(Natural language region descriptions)
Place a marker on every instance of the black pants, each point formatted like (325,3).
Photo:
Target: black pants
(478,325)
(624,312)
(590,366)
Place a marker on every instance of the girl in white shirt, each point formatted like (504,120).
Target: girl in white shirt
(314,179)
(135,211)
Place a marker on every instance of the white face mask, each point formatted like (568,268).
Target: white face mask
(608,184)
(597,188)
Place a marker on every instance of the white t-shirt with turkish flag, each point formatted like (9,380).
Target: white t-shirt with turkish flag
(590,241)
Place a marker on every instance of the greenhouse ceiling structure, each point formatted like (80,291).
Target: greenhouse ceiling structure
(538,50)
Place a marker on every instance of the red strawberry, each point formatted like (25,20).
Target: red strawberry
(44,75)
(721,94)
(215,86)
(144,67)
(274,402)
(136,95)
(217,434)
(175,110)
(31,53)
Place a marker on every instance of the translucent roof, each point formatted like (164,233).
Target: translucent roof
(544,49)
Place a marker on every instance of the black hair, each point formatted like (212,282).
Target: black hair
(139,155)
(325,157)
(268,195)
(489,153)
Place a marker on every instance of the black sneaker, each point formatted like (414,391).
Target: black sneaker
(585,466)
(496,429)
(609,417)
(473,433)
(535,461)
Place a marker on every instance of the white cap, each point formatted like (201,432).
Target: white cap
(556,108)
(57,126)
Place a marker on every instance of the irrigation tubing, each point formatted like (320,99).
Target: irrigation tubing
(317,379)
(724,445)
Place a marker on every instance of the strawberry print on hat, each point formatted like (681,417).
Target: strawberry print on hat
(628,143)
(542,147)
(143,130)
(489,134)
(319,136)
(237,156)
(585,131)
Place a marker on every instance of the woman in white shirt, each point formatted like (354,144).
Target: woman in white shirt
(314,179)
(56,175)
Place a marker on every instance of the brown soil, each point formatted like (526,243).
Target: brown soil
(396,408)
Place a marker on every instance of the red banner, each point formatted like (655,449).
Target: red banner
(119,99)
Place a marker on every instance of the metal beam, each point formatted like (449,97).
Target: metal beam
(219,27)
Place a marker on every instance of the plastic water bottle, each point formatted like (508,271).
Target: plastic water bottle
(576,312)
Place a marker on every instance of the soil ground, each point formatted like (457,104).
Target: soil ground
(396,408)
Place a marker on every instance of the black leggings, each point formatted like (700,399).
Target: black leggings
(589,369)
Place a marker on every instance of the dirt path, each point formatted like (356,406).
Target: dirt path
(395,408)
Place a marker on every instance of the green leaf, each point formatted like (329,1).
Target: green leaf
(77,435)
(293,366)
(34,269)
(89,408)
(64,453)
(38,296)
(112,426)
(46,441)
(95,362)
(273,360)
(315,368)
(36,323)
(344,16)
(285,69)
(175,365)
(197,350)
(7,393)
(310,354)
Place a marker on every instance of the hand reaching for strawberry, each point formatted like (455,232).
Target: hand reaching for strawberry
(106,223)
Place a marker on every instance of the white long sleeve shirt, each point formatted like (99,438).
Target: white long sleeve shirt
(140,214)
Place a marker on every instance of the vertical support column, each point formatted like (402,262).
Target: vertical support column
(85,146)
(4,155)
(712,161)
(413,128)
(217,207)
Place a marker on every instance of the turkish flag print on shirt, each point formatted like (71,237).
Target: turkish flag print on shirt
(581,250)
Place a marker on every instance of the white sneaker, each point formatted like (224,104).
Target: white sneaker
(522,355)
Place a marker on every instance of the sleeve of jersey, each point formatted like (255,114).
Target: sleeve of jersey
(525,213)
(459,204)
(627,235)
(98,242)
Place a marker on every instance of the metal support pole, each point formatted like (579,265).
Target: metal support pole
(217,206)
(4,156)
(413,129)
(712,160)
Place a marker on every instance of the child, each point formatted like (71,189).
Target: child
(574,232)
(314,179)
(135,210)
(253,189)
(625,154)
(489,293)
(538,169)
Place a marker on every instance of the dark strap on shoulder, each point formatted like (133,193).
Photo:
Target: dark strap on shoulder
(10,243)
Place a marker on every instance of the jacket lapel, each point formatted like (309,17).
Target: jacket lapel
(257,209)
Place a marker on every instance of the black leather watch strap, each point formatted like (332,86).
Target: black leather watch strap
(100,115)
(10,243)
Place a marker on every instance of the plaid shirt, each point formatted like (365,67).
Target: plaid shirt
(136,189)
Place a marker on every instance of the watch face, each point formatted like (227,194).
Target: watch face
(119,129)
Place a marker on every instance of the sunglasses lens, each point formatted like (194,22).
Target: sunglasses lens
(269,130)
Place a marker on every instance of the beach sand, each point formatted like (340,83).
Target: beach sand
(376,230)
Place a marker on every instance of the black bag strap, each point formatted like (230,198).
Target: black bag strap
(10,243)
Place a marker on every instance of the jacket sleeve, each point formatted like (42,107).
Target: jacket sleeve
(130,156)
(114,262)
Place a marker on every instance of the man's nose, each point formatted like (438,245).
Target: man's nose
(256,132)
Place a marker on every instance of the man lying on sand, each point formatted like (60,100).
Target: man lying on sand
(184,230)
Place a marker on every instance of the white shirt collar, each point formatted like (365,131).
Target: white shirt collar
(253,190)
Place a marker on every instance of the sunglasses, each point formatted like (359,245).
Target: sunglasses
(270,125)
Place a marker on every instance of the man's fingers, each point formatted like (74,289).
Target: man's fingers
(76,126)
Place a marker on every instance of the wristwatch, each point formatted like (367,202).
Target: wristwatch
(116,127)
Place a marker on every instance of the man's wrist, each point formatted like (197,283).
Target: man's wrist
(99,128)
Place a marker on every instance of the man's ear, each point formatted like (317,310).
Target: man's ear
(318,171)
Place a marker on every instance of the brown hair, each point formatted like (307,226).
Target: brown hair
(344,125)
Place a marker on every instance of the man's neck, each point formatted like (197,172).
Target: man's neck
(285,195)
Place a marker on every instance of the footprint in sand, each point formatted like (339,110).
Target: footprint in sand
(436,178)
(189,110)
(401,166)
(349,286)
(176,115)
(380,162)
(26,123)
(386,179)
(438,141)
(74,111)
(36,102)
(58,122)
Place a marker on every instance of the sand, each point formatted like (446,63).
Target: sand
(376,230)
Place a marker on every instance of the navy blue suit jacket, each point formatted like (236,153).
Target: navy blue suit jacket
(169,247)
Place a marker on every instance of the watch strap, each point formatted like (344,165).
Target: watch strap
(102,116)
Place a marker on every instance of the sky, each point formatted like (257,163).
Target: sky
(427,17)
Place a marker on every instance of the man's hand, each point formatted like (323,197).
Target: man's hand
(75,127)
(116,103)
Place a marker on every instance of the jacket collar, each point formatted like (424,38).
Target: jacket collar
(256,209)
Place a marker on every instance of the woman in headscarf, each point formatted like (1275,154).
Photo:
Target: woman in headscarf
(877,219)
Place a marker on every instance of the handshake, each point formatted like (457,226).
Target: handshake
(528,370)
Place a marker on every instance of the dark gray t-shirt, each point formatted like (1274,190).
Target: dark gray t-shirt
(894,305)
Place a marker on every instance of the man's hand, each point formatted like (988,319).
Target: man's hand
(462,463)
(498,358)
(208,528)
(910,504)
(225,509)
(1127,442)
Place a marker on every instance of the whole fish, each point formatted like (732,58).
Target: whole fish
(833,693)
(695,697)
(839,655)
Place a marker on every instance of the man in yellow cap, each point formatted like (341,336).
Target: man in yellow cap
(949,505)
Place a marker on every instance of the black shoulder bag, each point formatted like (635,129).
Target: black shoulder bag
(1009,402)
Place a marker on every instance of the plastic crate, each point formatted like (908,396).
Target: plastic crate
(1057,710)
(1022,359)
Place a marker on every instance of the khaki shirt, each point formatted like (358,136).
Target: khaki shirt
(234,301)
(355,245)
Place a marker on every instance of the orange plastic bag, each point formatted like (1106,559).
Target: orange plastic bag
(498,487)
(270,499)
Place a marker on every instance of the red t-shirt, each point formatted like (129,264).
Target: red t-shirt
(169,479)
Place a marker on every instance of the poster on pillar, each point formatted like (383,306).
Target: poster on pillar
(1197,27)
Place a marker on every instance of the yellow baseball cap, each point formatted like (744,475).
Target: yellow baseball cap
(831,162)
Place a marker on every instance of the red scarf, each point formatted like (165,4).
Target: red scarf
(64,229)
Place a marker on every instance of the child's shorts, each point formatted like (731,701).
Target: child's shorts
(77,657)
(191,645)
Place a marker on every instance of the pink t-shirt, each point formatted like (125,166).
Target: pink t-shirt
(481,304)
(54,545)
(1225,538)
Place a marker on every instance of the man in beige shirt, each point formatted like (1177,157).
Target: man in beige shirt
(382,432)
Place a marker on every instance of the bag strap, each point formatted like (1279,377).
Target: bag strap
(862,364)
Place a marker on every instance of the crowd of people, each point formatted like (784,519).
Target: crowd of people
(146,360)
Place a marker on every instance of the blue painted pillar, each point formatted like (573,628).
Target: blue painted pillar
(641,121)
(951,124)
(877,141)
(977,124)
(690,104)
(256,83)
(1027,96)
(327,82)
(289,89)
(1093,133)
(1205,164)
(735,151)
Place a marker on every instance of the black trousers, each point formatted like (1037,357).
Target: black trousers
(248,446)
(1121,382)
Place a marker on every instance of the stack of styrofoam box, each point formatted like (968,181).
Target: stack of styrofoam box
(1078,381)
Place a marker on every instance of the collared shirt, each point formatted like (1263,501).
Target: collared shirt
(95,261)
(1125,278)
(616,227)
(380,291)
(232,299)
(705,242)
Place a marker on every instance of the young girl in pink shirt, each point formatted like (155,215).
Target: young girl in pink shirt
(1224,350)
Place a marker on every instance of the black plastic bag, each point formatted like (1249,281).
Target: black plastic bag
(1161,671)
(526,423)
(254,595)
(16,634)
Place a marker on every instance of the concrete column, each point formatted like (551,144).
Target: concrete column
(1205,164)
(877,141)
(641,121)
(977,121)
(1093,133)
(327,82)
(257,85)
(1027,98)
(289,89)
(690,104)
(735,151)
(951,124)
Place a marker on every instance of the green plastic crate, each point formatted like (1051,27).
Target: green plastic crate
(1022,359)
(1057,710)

# About this task:
Exactly the lines from the one containing "Target: concrete column" through the end of the records above are to be printed, and no others.

# Exercise solution:
Target: concrete column
(1205,164)
(877,141)
(641,121)
(977,121)
(1093,133)
(327,82)
(257,85)
(1027,98)
(289,89)
(690,104)
(735,151)
(951,124)
Place a marker on every instance of the green plastic crate, each point formatted like (1051,27).
Target: green plastic crate
(1022,359)
(1057,710)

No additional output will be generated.